(Stored data entries)

• • • •

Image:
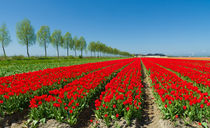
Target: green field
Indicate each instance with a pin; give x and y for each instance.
(13, 66)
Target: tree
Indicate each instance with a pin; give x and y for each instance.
(43, 37)
(82, 44)
(4, 37)
(25, 34)
(74, 44)
(56, 40)
(67, 39)
(91, 46)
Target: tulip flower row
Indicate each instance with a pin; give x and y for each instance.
(16, 90)
(65, 104)
(175, 96)
(122, 96)
(184, 70)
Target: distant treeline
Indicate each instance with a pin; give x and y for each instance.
(26, 36)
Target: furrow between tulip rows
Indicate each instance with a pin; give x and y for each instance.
(122, 96)
(65, 104)
(16, 90)
(202, 80)
(177, 97)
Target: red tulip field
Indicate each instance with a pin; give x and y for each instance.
(113, 91)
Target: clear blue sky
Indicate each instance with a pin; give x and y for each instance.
(173, 27)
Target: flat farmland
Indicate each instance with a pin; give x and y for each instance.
(108, 92)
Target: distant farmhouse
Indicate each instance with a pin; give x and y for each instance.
(150, 55)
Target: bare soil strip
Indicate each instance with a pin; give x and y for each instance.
(151, 114)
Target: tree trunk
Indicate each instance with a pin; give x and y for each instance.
(27, 50)
(67, 49)
(4, 50)
(75, 52)
(57, 51)
(45, 49)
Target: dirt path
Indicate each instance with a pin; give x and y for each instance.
(151, 114)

• • • •

(What needs to be done):
No images belong in the copy. Transcribe every record exactly.

(Your solution):
Image:
Target: green field
Indicate each instance with a pin; give x and y for each instance.
(13, 66)
Target: tree
Indicate each instance with a pin; give x and y for each instance.
(43, 37)
(82, 44)
(4, 37)
(25, 34)
(74, 44)
(56, 40)
(67, 39)
(91, 46)
Target: tulip flower row
Indicate each instance with a pin; give x and y for each instance.
(16, 90)
(65, 104)
(175, 96)
(122, 96)
(184, 70)
Target: distant treeline
Indicate each instance with a pin; give x and y for each instance.
(26, 36)
Target: furrow between tulip rows
Indicate each instance with a pin; give x and y for each instance.
(122, 96)
(65, 104)
(16, 90)
(202, 80)
(177, 97)
Target: red tulip field
Indicate each instance with a pin; give x and y for each instance.
(113, 91)
Target: clear blue sky
Indicate each instance with a pin; give x and y for each instance.
(173, 27)
Target: flat farmland
Indicate each instance with a pin; give x and y for each instance.
(108, 92)
Target: distant farmhouse
Indicate each instance with a pin; give x and y for each instance.
(150, 55)
Target: bare soil strip
Indicate each instance with a pin; give x and y for each instance.
(151, 114)
Target: tree trunk
Indicate each instance with a pin; give x and y for each instance.
(27, 50)
(67, 49)
(4, 50)
(75, 52)
(57, 51)
(45, 49)
Target: dirt path
Indicate each instance with a pin; give x and y for each instance.
(151, 114)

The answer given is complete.